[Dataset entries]
>>>>

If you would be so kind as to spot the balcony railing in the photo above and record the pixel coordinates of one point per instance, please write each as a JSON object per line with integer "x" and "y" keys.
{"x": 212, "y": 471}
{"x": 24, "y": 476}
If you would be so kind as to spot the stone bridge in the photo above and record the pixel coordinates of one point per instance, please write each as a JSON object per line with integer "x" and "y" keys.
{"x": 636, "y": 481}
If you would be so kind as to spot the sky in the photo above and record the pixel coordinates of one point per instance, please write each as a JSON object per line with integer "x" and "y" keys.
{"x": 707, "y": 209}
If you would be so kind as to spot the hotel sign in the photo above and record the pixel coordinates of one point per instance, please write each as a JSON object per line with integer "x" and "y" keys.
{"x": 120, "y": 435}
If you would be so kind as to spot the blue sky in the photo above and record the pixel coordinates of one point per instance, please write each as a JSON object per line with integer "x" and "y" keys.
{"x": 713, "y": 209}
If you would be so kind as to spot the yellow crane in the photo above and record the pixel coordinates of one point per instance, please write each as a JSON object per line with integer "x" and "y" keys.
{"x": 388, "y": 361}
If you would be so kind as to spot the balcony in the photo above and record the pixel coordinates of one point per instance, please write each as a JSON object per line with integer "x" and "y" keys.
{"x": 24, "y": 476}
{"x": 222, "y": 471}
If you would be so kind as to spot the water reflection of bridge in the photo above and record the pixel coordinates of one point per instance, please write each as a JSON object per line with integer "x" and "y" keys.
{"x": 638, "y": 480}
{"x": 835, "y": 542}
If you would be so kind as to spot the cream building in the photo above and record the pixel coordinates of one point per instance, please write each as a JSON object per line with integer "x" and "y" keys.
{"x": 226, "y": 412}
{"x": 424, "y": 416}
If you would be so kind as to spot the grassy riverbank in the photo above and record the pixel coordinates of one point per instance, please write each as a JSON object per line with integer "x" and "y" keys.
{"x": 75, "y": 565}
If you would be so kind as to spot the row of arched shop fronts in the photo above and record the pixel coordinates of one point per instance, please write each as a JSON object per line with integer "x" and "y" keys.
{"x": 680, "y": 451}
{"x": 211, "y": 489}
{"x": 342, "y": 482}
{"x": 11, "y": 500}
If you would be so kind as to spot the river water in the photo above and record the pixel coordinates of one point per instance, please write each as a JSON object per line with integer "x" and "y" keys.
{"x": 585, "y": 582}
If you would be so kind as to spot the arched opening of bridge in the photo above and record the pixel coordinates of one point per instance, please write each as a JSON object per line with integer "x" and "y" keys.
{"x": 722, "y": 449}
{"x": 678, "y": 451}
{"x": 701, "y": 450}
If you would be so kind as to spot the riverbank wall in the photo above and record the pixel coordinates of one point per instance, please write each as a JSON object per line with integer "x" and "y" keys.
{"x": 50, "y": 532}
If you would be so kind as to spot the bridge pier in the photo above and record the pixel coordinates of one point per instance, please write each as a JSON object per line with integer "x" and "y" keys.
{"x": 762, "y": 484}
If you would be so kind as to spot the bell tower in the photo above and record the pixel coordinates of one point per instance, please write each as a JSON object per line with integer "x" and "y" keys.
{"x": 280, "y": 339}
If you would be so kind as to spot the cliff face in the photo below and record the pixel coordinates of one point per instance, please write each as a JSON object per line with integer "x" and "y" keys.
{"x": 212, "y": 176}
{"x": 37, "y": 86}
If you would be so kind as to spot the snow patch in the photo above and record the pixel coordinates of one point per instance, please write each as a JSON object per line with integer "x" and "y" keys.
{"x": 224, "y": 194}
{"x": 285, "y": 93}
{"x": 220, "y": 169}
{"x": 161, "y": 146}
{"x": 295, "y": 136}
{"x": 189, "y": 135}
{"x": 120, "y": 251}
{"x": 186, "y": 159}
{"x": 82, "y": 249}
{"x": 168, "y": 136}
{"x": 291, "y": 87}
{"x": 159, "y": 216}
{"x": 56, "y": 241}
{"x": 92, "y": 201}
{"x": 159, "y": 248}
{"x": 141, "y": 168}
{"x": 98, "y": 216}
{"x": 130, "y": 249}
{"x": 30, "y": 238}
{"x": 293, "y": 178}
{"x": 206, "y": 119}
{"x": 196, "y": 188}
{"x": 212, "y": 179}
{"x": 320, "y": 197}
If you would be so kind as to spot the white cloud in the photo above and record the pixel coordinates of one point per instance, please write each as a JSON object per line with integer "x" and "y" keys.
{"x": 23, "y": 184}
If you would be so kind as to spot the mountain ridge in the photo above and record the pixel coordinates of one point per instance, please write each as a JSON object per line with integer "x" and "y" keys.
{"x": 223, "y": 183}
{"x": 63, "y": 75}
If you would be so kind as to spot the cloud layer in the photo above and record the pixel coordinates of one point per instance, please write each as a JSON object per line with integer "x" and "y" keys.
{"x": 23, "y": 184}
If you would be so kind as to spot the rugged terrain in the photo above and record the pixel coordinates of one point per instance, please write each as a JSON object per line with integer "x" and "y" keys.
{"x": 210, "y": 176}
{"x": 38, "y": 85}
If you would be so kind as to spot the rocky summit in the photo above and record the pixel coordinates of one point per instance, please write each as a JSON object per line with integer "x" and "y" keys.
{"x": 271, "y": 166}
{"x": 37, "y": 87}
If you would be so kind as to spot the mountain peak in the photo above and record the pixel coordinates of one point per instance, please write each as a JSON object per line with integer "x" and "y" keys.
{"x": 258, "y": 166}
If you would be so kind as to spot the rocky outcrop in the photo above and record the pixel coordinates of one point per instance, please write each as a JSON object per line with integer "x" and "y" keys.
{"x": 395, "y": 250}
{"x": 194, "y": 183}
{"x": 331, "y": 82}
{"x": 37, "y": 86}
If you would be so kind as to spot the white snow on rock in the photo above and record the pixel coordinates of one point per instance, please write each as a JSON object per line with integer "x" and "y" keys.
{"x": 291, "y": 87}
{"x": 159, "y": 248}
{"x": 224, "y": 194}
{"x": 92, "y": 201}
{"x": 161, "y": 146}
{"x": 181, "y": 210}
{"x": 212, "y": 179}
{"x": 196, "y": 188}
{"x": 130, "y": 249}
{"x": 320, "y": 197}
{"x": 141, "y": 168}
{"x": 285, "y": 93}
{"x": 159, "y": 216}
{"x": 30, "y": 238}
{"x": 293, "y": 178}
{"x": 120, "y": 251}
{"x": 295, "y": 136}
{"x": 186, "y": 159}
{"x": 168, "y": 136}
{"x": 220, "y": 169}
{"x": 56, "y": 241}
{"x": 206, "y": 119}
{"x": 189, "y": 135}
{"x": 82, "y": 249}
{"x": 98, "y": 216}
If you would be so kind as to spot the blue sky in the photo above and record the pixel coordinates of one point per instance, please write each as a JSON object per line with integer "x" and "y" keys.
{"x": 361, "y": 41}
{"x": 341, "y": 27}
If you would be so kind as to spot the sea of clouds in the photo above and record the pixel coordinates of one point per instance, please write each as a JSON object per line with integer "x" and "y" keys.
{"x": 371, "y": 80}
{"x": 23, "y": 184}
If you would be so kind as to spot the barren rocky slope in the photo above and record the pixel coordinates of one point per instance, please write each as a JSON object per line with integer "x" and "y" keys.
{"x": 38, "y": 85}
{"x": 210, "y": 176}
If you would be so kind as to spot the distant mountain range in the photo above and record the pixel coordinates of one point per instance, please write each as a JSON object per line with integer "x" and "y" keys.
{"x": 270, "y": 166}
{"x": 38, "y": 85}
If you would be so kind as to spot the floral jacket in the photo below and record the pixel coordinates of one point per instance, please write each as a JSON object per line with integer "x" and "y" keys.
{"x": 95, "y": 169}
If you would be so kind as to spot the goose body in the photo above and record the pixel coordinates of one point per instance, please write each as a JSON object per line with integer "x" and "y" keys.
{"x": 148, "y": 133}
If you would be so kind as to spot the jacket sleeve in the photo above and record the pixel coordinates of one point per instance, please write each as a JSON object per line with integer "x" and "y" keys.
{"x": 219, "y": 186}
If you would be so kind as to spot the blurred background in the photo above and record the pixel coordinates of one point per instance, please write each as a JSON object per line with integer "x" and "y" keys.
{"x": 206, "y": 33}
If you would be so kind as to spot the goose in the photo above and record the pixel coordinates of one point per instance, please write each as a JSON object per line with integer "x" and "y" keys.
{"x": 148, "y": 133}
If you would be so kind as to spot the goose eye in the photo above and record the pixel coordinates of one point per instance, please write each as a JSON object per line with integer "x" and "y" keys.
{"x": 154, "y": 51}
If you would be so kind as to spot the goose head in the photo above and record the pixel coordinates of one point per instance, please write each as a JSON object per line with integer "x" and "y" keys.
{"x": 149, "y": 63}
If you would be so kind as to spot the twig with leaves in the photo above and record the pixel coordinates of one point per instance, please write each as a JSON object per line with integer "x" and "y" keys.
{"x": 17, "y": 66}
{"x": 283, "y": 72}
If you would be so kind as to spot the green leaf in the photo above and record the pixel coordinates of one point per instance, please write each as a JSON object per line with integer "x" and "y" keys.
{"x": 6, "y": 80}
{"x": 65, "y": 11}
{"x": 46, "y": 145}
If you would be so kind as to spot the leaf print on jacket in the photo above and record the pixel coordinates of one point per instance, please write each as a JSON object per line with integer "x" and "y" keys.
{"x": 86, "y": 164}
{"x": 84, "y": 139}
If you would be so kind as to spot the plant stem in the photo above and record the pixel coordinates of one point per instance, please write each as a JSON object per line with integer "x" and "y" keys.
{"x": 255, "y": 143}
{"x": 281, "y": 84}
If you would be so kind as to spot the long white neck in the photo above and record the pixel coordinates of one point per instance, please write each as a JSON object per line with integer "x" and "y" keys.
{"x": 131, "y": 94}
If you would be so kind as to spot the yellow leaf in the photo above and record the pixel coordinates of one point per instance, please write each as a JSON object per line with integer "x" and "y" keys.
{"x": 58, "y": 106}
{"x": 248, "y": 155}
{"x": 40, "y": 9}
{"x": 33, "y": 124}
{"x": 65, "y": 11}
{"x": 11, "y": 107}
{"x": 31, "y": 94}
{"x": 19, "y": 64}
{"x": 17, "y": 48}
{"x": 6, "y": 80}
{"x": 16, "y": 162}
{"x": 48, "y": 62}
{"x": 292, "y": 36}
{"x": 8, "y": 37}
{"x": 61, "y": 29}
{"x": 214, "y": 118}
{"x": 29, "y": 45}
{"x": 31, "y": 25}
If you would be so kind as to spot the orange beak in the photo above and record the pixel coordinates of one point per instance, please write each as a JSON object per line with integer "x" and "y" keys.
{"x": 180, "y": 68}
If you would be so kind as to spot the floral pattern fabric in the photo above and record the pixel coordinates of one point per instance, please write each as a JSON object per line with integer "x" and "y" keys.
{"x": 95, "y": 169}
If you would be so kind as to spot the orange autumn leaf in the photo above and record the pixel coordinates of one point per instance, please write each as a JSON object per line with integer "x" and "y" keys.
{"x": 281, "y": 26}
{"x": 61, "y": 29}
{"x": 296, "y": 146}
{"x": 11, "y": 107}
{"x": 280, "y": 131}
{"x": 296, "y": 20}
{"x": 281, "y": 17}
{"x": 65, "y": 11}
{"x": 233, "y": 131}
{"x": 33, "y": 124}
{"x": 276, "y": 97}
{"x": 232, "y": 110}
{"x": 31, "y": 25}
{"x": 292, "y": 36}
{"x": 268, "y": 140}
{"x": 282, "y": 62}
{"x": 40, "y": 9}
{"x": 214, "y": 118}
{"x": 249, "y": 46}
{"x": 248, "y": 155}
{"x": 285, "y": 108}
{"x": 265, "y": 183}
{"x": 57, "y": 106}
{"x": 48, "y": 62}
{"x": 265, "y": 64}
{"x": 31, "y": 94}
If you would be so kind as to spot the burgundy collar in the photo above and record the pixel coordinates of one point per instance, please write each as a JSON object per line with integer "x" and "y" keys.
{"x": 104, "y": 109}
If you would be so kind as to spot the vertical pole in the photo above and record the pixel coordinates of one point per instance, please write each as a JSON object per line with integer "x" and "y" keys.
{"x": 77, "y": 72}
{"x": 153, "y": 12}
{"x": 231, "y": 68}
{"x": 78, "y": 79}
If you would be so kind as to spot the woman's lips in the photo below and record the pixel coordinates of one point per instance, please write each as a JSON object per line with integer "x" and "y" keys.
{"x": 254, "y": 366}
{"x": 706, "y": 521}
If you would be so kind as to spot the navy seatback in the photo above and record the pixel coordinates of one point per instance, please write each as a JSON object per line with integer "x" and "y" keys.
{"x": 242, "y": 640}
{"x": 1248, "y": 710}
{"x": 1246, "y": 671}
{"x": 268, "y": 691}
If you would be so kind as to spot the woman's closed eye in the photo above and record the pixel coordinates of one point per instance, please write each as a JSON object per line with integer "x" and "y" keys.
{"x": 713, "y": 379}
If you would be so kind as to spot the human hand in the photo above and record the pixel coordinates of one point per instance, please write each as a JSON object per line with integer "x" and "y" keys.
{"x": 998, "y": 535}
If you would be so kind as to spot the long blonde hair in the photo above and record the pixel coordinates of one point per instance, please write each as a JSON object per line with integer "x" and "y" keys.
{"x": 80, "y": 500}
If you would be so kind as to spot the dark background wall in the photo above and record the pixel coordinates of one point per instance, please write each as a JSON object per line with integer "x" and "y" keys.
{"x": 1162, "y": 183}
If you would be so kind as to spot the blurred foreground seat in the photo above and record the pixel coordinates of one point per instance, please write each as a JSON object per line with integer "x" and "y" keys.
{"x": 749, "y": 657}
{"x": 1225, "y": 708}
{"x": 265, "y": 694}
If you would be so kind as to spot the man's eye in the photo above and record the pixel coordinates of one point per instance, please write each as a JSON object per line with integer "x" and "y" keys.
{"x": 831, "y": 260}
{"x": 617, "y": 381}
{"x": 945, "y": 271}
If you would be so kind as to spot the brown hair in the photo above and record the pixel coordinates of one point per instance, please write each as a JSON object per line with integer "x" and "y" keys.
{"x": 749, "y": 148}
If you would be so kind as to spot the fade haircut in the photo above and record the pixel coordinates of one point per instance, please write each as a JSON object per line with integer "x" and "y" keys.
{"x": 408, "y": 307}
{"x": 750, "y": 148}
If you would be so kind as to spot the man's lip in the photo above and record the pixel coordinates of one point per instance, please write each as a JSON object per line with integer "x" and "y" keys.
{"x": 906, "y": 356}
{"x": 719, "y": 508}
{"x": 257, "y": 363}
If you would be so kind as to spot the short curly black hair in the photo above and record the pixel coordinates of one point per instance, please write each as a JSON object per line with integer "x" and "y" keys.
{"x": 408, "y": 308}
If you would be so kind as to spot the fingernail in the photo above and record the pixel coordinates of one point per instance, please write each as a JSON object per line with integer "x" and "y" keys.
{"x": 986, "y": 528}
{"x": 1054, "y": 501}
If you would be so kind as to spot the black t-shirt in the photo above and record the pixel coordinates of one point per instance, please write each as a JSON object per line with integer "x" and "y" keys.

<<<<

* [The problem] From the line containing "If you would be so kind as to spot the dark" through the last line of the records, output each line exactly and nothing more.

* [Answer box]
If you would be so kind as to spot the dark background wall in the photo above and record the pixel coordinates of one point per instance, please write each as a JSON object per line with integer "x" and "y" keys.
{"x": 1162, "y": 183}
If you would be so kind as to spot the blurred foreground seat in the photo above and record the pixel coordinates of one point per instance, please write each as a JSON object per line with integer "x" and "y" keys.
{"x": 749, "y": 657}
{"x": 1225, "y": 708}
{"x": 265, "y": 694}
If you would be so kind as to spot the man's eye in the photo above and record the pixel coordinates of one point per instance, please write each as a JSON object per line with integer "x" and "y" keys.
{"x": 831, "y": 260}
{"x": 617, "y": 381}
{"x": 945, "y": 271}
If you would be so kind as to spot the brown hair in the photo above and record the pixel coordinates of one point per instance, please write each as a JSON object per line with integer "x" and "y" keys.
{"x": 749, "y": 148}
If you would be so kind as to spot the fade haircut in the photo above and record the pixel coordinates of one point per instance, please write each as a JSON object per line with integer "x" and "y" keys.
{"x": 408, "y": 307}
{"x": 750, "y": 148}
If you would be so kind as to spot the man's lip in the photo above and record the pixel coordinates of one point per instance, please write each as a JSON object per line with integer "x" and "y" keys.
{"x": 906, "y": 356}
{"x": 719, "y": 508}
{"x": 257, "y": 363}
If you would be so kind as to spot the short curly black hair in the photo above and record the pixel coordinates of one point per instance, please write each as a JSON object per line with integer "x" and "y" keys.
{"x": 408, "y": 308}
If you would be so kind as to spot the fingernail in the photo above and record the pixel coordinates of one point per instance, please write each as a JSON object per line with integer "x" and "y" keys.
{"x": 986, "y": 528}
{"x": 1054, "y": 501}
If you would be so kind as to spot the black t-shirt in the photo above and record the pixel coordinates of one point per instance, please write each as a JSON object per line with integer "x" and "y" keys.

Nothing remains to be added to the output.